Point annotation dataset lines
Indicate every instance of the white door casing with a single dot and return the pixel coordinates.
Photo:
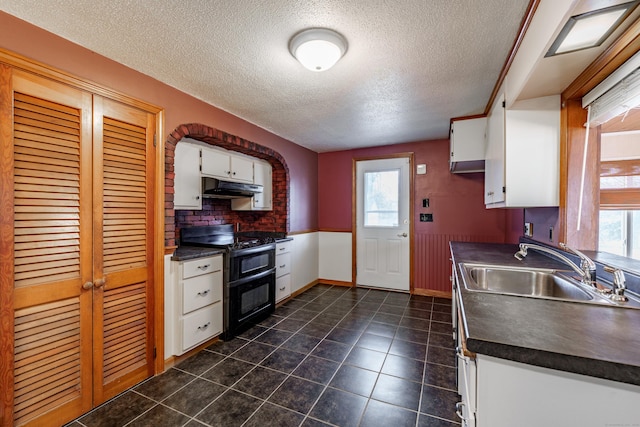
(383, 223)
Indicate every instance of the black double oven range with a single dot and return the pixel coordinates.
(249, 272)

## Your objective
Rewrite the lines above, replacing "single dot" with "single point" and leaving all other wording as it is. Omit the pictures from your answer.

## Answer to this task
Indicate every instance of the white door casing with a single point and return the pixel coordinates.
Photo:
(383, 223)
Indicate every instance of the black double oven range with a single point and return the pixel coordinates.
(249, 272)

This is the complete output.